### Exercise data ###

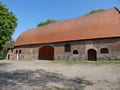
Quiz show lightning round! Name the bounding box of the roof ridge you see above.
[114,7,120,13]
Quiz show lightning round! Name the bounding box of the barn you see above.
[7,7,120,61]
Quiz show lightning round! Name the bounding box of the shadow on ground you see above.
[0,69,93,90]
[0,63,11,68]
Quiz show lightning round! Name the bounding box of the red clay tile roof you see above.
[15,8,120,46]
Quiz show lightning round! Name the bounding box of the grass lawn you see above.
[52,60,120,65]
[1,59,120,65]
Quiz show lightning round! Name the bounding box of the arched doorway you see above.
[39,46,54,60]
[8,54,10,60]
[88,49,97,61]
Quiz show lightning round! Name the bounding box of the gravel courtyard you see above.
[0,60,120,90]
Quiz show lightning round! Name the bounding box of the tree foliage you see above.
[0,40,14,58]
[37,19,57,27]
[84,9,104,16]
[0,2,17,51]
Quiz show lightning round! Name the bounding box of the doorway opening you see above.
[8,54,10,60]
[39,46,54,60]
[88,49,97,61]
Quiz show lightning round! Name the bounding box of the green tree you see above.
[0,2,17,51]
[0,40,15,58]
[37,19,57,27]
[84,9,104,16]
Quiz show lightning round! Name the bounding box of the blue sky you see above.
[1,0,120,40]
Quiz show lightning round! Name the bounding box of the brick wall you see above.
[13,37,120,61]
[6,49,13,60]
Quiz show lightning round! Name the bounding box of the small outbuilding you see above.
[11,7,120,61]
[6,48,14,60]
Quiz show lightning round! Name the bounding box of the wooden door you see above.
[39,46,54,60]
[88,49,97,61]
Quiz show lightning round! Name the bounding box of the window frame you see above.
[73,50,79,54]
[19,50,21,54]
[100,48,109,54]
[16,50,18,54]
[64,44,71,52]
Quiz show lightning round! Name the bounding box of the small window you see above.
[19,50,21,54]
[65,44,71,52]
[100,48,109,54]
[16,50,18,54]
[73,50,78,54]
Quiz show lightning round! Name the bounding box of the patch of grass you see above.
[5,60,35,62]
[16,60,35,62]
[61,88,74,90]
[69,77,92,85]
[104,80,110,83]
[117,80,120,84]
[52,60,120,65]
[49,86,74,90]
[72,79,84,84]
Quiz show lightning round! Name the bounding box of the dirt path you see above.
[0,60,120,90]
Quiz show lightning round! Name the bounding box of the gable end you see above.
[114,7,120,13]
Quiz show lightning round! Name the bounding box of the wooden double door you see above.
[39,46,54,60]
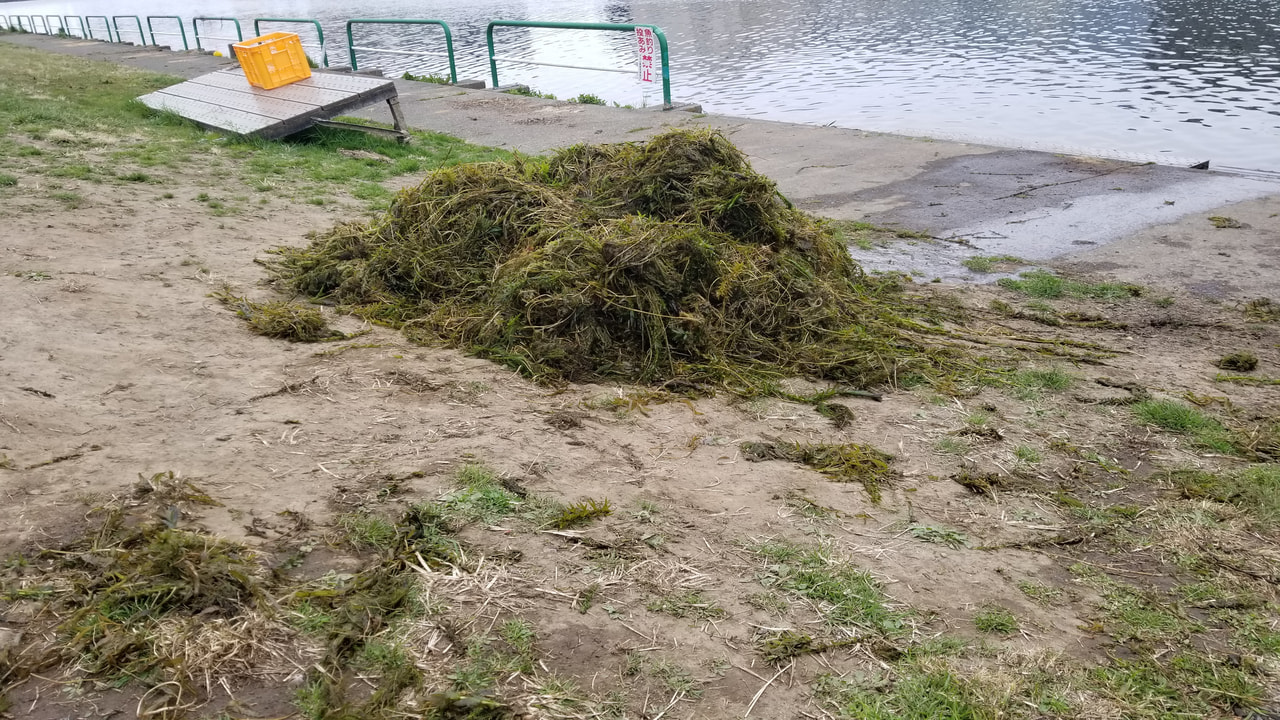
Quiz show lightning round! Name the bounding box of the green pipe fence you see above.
[147,15,188,50]
[85,15,113,42]
[485,20,672,108]
[253,18,327,67]
[112,15,146,45]
[64,16,87,38]
[46,15,65,34]
[31,15,49,34]
[192,17,243,52]
[345,19,456,82]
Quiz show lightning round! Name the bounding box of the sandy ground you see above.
[2,36,1280,720]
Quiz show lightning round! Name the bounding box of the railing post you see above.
[192,17,243,52]
[345,19,457,83]
[147,16,189,50]
[486,24,500,89]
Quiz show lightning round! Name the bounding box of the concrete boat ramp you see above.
[5,32,1275,299]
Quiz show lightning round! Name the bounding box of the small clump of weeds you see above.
[401,70,450,84]
[973,606,1018,635]
[961,254,1022,273]
[909,525,968,549]
[1216,351,1258,372]
[503,86,556,100]
[1013,444,1042,464]
[1017,580,1065,606]
[438,463,522,525]
[1167,465,1280,528]
[549,498,612,529]
[751,540,909,633]
[0,173,17,186]
[1132,398,1235,453]
[568,93,606,105]
[1208,215,1244,229]
[1008,367,1074,398]
[1243,298,1280,322]
[998,270,1141,300]
[740,440,894,502]
[645,590,728,620]
[214,290,340,342]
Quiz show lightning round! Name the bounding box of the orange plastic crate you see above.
[233,32,312,90]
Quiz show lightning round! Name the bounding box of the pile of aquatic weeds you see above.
[267,129,980,393]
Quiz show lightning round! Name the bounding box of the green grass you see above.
[961,255,1022,273]
[568,93,606,105]
[816,666,994,720]
[972,606,1018,635]
[503,86,556,100]
[909,525,968,549]
[830,220,931,250]
[0,43,506,211]
[1017,580,1064,606]
[997,270,1140,300]
[1169,465,1280,528]
[1013,445,1042,464]
[401,70,450,84]
[439,464,521,525]
[1009,367,1073,397]
[1132,399,1239,453]
[337,512,399,550]
[0,173,16,186]
[752,540,908,633]
[645,590,728,620]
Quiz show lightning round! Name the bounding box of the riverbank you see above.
[2,33,1279,720]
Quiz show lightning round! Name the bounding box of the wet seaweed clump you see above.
[267,129,969,393]
[215,290,339,342]
[740,440,894,501]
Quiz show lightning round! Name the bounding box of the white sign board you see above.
[635,27,656,84]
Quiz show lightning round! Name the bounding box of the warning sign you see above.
[635,26,656,83]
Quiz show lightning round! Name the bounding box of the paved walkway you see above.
[5,32,1277,296]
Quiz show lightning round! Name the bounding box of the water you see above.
[6,0,1280,171]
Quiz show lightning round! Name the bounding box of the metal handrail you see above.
[345,19,456,83]
[31,15,49,34]
[253,18,327,67]
[63,15,86,38]
[485,20,672,108]
[85,15,113,42]
[46,15,65,35]
[112,15,146,45]
[192,17,243,51]
[146,16,188,50]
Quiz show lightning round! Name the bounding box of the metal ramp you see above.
[137,68,408,140]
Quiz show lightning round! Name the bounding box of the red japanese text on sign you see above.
[635,27,656,83]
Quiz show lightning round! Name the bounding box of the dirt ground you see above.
[2,39,1280,720]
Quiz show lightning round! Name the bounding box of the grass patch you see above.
[1017,580,1064,606]
[830,220,931,250]
[1010,367,1073,395]
[548,498,612,529]
[504,86,556,100]
[1168,465,1280,528]
[997,270,1140,300]
[438,463,522,525]
[815,665,994,720]
[909,525,968,549]
[0,173,16,186]
[752,540,908,633]
[401,70,450,84]
[972,606,1018,635]
[961,254,1022,273]
[1132,398,1239,453]
[741,440,894,502]
[645,590,728,620]
[568,93,606,105]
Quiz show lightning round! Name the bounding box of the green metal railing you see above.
[254,18,327,66]
[192,17,243,52]
[146,16,188,50]
[346,19,456,83]
[31,15,49,34]
[85,15,113,42]
[486,20,672,108]
[46,15,65,34]
[112,15,145,45]
[64,16,87,38]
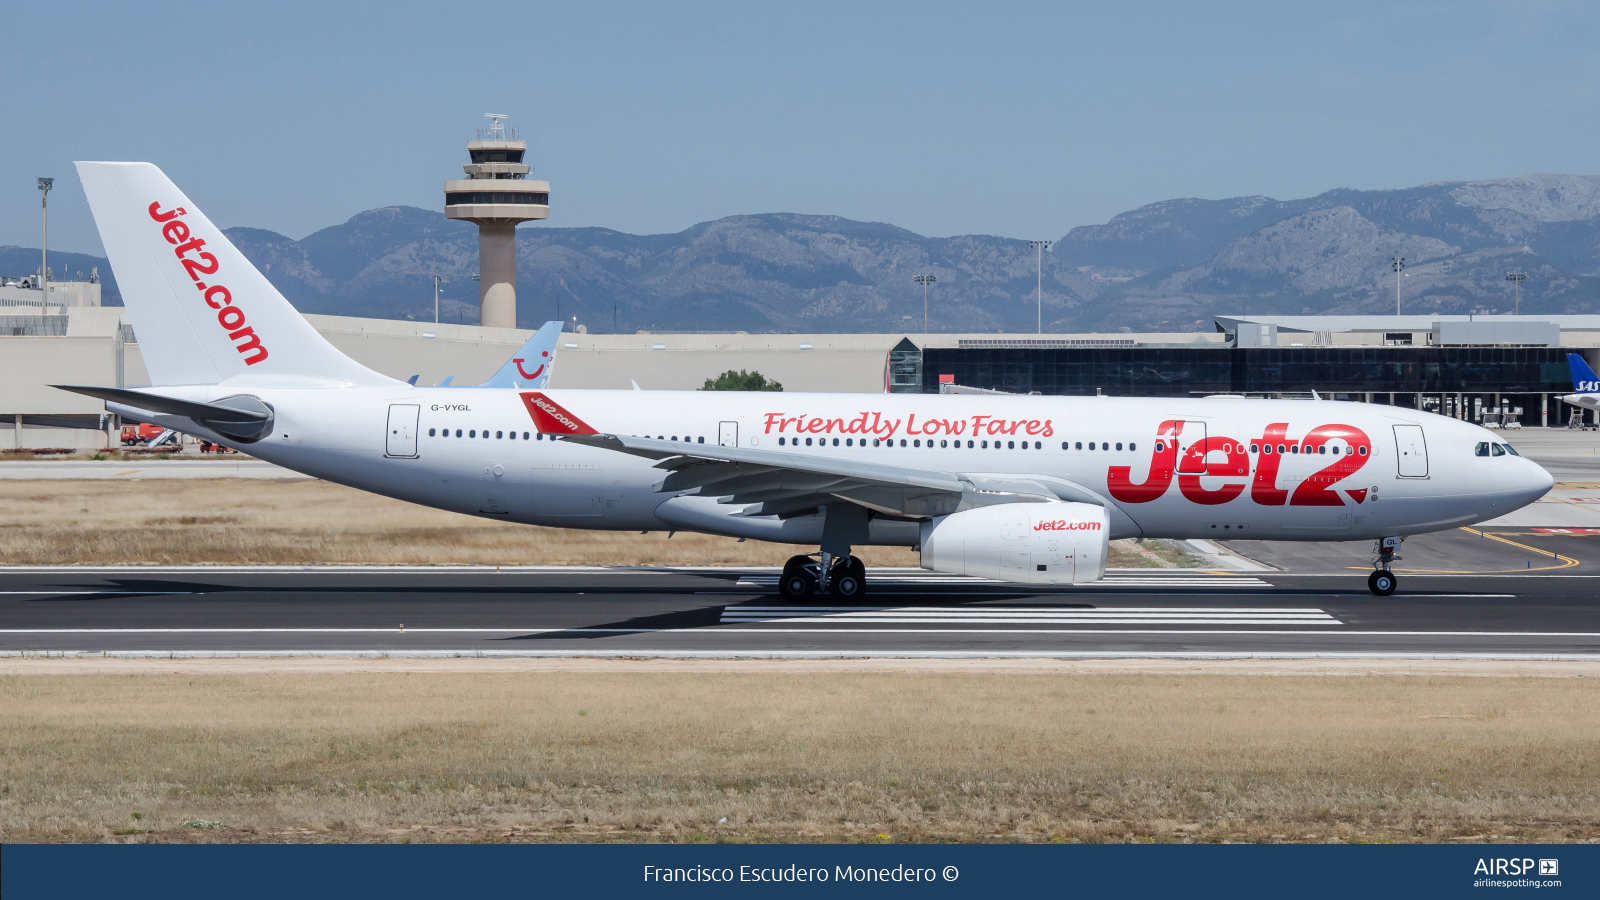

###

About this exercise. Output each record above exactly; omit the images.

Written reply.
Quiz show lightning round! Name the bounding box of the roof ridge you see above.
[114,7,120,13]
Quiz show lightning round! Name the bounding box of the barn you see above.
[7,7,120,61]
Quiz show lightning round! Name the bounding box of the shadow on ground you see above.
[0,69,93,90]
[0,63,11,68]
Quiz show lightning round! Name the bounding box of the red clay tile roof you see above.
[15,8,120,46]
Quiz show lightning round! Name the bounding box of the grass lawn you see above.
[52,60,120,65]
[1,59,120,65]
Quiz show lightning round! Name the bounding box of the arched doorway you see above.
[39,46,54,60]
[8,54,10,60]
[88,49,97,61]
Quiz show lightning round! Name the bounding box of the gravel courtyard you see above.
[0,60,120,90]
Quiz show lightning round! Name the bounding box of the tree foliage you see above.
[0,40,14,58]
[37,19,57,27]
[84,9,104,16]
[0,2,17,51]
Quiz show lightning round! Name the bounding box of the doorway opening you see above.
[8,54,10,60]
[39,46,54,60]
[88,49,97,61]
Quiz show lightning round! Name the bounding box of the green tree you see above.
[0,2,17,51]
[0,40,15,58]
[37,19,57,27]
[84,9,104,16]
Quiz show lightning round! Name the bounding box of the blue sky you see above.
[1,0,120,40]
Quiz show lightning round! Name the bounding box of the brick wall you see above.
[13,37,120,61]
[6,49,13,60]
Quiz show lightning round! Name the bounding box of the small outbuilding you see above.
[11,7,120,61]
[6,48,14,60]
Quiz show lightning round! Name the bounding box of the wooden door you see above.
[39,46,54,60]
[88,49,97,61]
Quiz show lightning round! Name the bounding box of the window frame you see above.
[73,50,79,54]
[19,50,21,54]
[100,48,109,54]
[16,50,18,54]
[64,44,71,52]
Quiz show lightning round! Name the bounding box of the small window you see above.
[19,50,21,54]
[65,44,71,52]
[100,48,109,54]
[16,50,18,54]
[73,50,78,54]
Quiz show lightning round! Name the bounding box of the patch of grass you see above.
[5,60,35,62]
[16,60,35,62]
[61,88,74,90]
[69,77,92,85]
[104,80,110,83]
[117,80,120,84]
[52,60,120,65]
[49,86,74,90]
[72,79,84,84]
Quiz show lightning round! Name the bounding box of the dirt path you see above.
[0,60,120,90]
Quiz show lightning round! Name the bounding box of the gable end you see above.
[114,7,120,13]
Quiz show lightning round! Name the bounding box of the wooden double door you see above.
[39,46,54,60]
Quiz show lightning round! Name the bounding box of the green pipe fence you see above.
[147,15,188,50]
[85,15,113,42]
[485,20,672,108]
[253,18,327,67]
[112,15,146,45]
[64,16,87,38]
[46,15,65,34]
[31,15,49,34]
[192,17,243,52]
[345,19,456,82]
Quiz show lightning round! Name the bounding box of the sandy ground you see above.
[2,36,1280,720]
Quiz show lightning round! Name the bounding box of the railing post you see above.
[192,17,243,52]
[345,19,457,83]
[147,16,189,50]
[486,24,500,89]
Quiz show lightning round! Name the bounding box of the concrete boat ramp you see above.
[5,32,1275,299]
Quiz show lightning round! Name the bounding box of the small clump of weeds you see above.
[401,70,450,84]
[973,606,1018,635]
[961,254,1022,273]
[909,525,968,549]
[1216,351,1258,372]
[503,86,556,100]
[1013,444,1042,464]
[1017,580,1065,606]
[438,463,522,525]
[1167,465,1280,528]
[549,498,612,529]
[751,540,909,633]
[0,173,17,186]
[1132,398,1235,453]
[568,93,606,105]
[1208,215,1244,229]
[1008,367,1074,398]
[1243,298,1280,322]
[998,270,1141,300]
[740,440,894,502]
[645,590,728,620]
[214,290,340,342]
Quiz show lightning round! Name the bounding box of the orange plastic crate you see above.
[233,32,312,90]
Quiz show lightning round! Name the bounding box of the pile of aquatic weeds you see above.
[267,129,980,393]
Quiz show lightning round! Name the bounding box of the green grass you see above.
[961,255,1022,273]
[568,93,606,105]
[816,666,994,720]
[972,606,1018,635]
[503,86,556,100]
[909,525,968,549]
[830,220,931,250]
[0,43,506,211]
[1017,580,1064,606]
[997,270,1140,300]
[1169,465,1280,528]
[1013,445,1042,464]
[401,70,450,84]
[439,464,521,525]
[1009,367,1073,397]
[1132,399,1239,453]
[337,512,399,550]
[0,173,16,186]
[752,540,908,633]
[645,590,728,620]
Quiz show lightning round! Name the bounding box of the riverbank you see above.
[2,33,1279,720]
Quiz show lightning round! Name the bounding box of the wet seaweed clump you see above.
[267,129,969,393]
[215,290,339,342]
[740,440,894,501]
Quiz show lightning round! Name the bounding box of the white sign board you see above.
[635,27,656,84]
Quiz show lightning round! Name the bounding box of the warning sign you see above.
[635,26,656,83]
Quiz show lightning round! Name the bounding box of the paved walkway you see above.
[5,32,1277,296]
Quiz show lightning round! Name the bounding box of the water you see above.
[6,0,1280,171]
Quiz show lightning round! Name the bounding box of the metal handrail you see above.
[345,19,456,83]
[31,15,49,34]
[253,18,327,67]
[63,15,86,38]
[485,20,672,108]
[85,15,113,42]
[46,15,65,35]
[112,15,146,45]
[192,17,243,51]
[146,16,188,50]
Quiz show lightning round! Name the bounding box of the metal ramp you see above.
[137,68,408,140]
Quiz show lightning round! Name the bounding box of the red japanese text on sign you see above.
[635,27,656,83]
Quiz show lightning round! Name the bounding box of the dirt ground you see above.
[2,39,1280,720]
Quiz show lightning round! Name the bounding box of the grass patch you see above.
[1017,580,1064,606]
[830,220,931,250]
[1010,367,1073,395]
[548,498,612,529]
[504,86,556,100]
[1168,465,1280,528]
[997,270,1140,300]
[438,463,522,525]
[815,665,994,720]
[909,525,968,549]
[0,173,16,186]
[752,540,908,633]
[401,70,450,84]
[972,606,1018,635]
[961,254,1022,273]
[1132,398,1239,453]
[741,440,894,502]
[645,590,728,620]
[568,93,606,105]
Quiz show lightning round! Name the bounding box of the green metal railing you see above.
[254,18,327,66]
[192,17,243,52]
[146,16,188,50]
[346,19,456,83]
[31,15,49,34]
[85,15,113,42]
[486,20,672,108]
[46,15,65,34]
[112,15,145,45]
[64,16,87,38]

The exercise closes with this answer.